+++ DOCUMENT SOURCE +++

Cette maladie énigmatique est incurable, provoquant la panique au sein de la population, qui ne sait pas comment se protéger.

Alpha montre ainsi une foule qui s’entasse devant un hôpital dans l’espoir d’y entrer, tandis que dans le film de Diego Céspedes, qui se déroule dans un village reculé du désert, on croit que la maladie se transmet par le regard.

«C’est quand même complètement dingue à quel point la peur a contaminé toutes les strates de la société», fait remarquer à l’AFP Julia Ducournau, Palme d’or en 2021 avec Titane, qui a grandi dans les années 1980-90, quand le sida provoquait une hécatombe.

«C’est ça qui m’avait terrifiée (…) plus que la maladie elle-même : à quel point on peut, en deux secondes, se retrouver seule au monde parce que les gens ont décidé que vous étiez un danger», ajoute la réalisatrice de 41 ans, qui traite la maladie de manière allégorique dans son film.

«Dans la cour d’école, dès que quelqu’un saignait, il était pointé du doigt (…) les gens ne voulaient plus l’approcher», se remémore-t-elle.Diego Céspedes, 30 ans, se souvient lui aussi «d’une vision très sombre du sida», due notamment à ce que lui avait inculqué sa mère: que c’était «quelque chose de terrible, sale, dangereux».

C’est pour cette raison qu’il a décidé de faire ce film, dont les protagonistes sont des femmes transgenres, des «personnages lumineux», selon lui, rejetées par la société mais heureuses d’être ensemble.

+++

CONSIGNE:
Relevez, dans le document source, tous les adjectifs par lesquels la mère de Diego Céspedes qualifiait le sida.

+++ DONNÉES FOURNIES +++

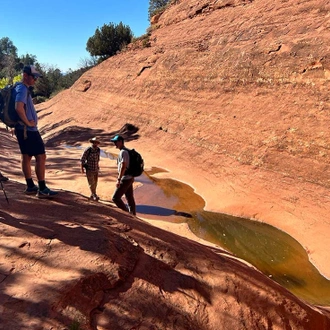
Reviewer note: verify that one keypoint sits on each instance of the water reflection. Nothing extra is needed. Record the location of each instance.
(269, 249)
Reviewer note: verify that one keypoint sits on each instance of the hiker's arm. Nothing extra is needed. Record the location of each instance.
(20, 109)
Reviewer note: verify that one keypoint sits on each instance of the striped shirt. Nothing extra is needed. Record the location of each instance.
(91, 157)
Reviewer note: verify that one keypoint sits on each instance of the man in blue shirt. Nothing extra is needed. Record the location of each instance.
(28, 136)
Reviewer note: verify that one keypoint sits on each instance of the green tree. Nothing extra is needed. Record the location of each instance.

+++
+++ DONNÉES FOURNIES +++

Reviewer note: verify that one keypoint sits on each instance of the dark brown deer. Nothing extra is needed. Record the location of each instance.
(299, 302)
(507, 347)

+++

CORRIGÉ:
terrible, sale, dangereux